_What needs to be done_: Copy out the rows word for word, from the line containing "Can you find the largemouth" through the end of the rows, and omit the pictures.

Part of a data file
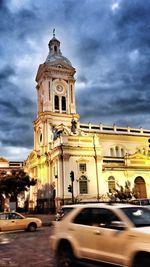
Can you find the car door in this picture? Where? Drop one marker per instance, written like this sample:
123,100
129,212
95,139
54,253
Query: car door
83,234
5,222
110,242
16,221
96,240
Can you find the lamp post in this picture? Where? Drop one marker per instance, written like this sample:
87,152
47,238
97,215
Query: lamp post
95,157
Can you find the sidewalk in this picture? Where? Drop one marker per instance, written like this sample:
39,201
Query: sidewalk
45,218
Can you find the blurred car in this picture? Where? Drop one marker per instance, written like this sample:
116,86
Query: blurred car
117,234
141,201
11,221
65,209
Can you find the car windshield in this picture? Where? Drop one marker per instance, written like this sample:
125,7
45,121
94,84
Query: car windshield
139,216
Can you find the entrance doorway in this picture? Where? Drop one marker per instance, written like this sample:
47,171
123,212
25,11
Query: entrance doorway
140,187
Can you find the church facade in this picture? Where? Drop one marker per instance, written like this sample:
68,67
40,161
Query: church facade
100,157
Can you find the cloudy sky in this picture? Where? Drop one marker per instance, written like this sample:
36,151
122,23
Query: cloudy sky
107,41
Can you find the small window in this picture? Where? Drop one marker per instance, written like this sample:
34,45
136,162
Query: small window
82,167
83,185
55,48
63,102
56,102
111,184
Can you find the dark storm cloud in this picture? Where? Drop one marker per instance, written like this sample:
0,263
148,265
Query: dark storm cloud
108,42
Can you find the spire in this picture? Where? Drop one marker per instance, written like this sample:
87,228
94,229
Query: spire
55,52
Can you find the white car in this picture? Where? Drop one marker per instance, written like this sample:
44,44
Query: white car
117,234
12,221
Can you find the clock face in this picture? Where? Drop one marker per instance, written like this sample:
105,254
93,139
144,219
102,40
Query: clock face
59,88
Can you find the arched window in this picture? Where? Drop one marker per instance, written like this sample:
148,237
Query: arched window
63,103
83,186
117,151
111,184
122,152
56,102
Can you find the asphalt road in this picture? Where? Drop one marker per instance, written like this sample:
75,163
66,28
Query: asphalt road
25,249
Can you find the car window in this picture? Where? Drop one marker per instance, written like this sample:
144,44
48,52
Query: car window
100,217
145,202
139,216
4,216
14,216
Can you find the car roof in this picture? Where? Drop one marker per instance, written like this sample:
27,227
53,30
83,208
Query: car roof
100,204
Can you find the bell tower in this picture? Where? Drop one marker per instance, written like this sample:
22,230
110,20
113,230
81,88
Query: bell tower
56,107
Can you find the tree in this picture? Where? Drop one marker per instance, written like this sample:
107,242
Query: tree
15,182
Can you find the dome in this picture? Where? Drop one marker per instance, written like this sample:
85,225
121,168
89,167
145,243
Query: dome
55,52
54,57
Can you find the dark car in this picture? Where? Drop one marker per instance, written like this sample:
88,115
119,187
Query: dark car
141,202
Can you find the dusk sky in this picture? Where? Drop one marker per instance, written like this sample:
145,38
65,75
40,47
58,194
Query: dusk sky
108,43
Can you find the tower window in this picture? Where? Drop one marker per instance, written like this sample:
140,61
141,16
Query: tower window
83,187
111,184
49,91
82,167
56,102
71,94
55,48
63,100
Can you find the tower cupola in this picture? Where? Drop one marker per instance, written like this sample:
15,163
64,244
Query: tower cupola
55,52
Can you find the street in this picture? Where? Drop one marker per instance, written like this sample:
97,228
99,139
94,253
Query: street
26,249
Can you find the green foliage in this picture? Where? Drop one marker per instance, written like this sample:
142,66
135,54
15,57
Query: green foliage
15,182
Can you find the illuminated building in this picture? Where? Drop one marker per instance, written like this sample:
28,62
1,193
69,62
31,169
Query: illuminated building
100,156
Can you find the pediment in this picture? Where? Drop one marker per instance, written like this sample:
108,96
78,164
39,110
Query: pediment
3,160
60,65
33,155
137,155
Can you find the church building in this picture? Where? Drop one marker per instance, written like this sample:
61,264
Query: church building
74,161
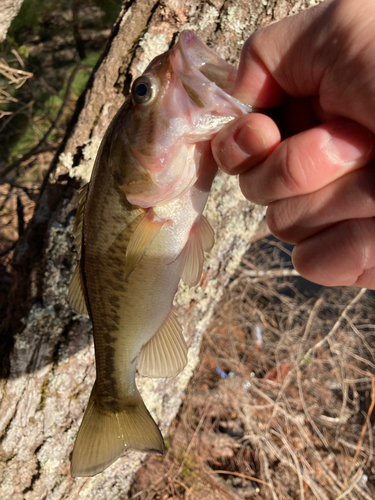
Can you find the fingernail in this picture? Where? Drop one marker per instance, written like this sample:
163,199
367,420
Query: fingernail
249,140
350,143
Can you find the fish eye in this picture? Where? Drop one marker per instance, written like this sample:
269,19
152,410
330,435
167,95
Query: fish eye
144,89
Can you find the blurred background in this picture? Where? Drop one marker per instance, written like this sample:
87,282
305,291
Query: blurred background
281,404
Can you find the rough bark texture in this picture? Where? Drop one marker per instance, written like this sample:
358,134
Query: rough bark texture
8,11
47,350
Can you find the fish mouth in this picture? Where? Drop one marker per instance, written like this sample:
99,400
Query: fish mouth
197,56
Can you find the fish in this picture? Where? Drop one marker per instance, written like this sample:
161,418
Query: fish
139,229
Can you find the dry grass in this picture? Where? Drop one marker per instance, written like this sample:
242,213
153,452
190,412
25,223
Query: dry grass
293,419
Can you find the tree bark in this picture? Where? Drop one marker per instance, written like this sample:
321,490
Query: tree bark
47,350
8,11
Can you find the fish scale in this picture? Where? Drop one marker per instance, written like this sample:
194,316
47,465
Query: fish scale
139,230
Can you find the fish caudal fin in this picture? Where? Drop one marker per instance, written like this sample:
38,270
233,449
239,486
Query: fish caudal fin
104,436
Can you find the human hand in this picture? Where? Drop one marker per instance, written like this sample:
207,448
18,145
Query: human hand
318,182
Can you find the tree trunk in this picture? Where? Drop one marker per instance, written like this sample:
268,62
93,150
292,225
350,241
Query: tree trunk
8,11
47,350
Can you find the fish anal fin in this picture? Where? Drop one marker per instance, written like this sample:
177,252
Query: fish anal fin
144,234
206,233
76,295
190,262
105,435
78,224
165,355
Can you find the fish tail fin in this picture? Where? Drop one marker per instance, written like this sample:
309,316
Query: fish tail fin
105,435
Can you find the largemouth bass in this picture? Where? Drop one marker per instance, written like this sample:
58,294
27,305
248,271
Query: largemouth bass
139,229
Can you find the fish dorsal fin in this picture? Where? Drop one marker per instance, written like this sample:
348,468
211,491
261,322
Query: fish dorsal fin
201,239
144,234
76,294
78,224
165,355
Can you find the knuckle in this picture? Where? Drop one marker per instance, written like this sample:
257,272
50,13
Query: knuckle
281,220
359,243
292,174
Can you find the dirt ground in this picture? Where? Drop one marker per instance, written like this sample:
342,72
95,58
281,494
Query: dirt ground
281,404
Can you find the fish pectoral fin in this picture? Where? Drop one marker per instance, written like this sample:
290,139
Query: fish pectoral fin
201,239
144,234
76,295
165,355
78,224
104,435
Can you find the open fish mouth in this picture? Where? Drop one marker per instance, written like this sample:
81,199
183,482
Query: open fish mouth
197,55
201,70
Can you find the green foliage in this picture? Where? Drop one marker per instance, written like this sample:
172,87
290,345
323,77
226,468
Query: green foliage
48,34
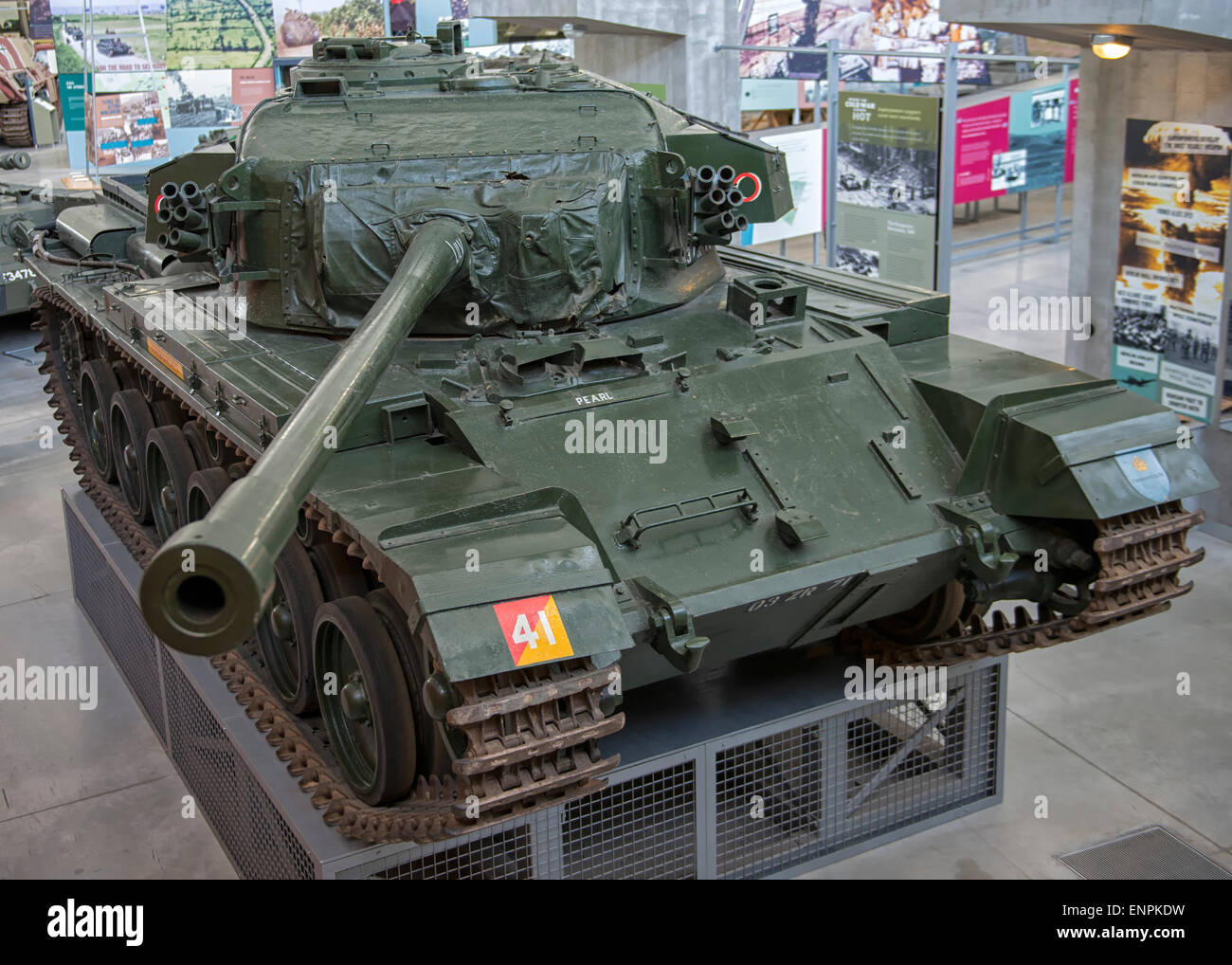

_Solved exercise_:
Can you find the largemouth bass in this picture? Where? Drop one marker per instance, written like this sample:
58,294
27,305
248,271
Query: largemouth bass
139,229
Can you find the fish dorsal fin in this picture? Where? Drop one marker per instance, written like this sample:
348,468
211,491
261,322
Query: fish dorsal fin
201,239
144,234
76,294
78,224
165,355
Can you find the knuckle in this picture? Where? Drop one marker per instance, written like this sample:
257,272
50,13
Query: knuckle
281,220
359,243
292,174
Can you find the dirt ground in this picture? Where? Drop one marker per instance, written like this sample:
342,72
95,58
281,494
Query: dirt ground
281,404
Can you find the fish pectoral fin in this picture? Where? Drop one marker per instance, written like this sample:
290,139
Query: fish pectoral fin
201,239
144,234
76,295
165,355
78,224
104,435
Can you find the open fish mouth in this picture? Where? Drop one marker per instance, written like this sample:
81,199
183,482
Query: open fish mouth
197,55
201,70
Can you find the green foliage in this picture? Where? Drop one marker per instance, written like this sample:
172,87
290,345
323,77
226,468
Query: green foliage
48,34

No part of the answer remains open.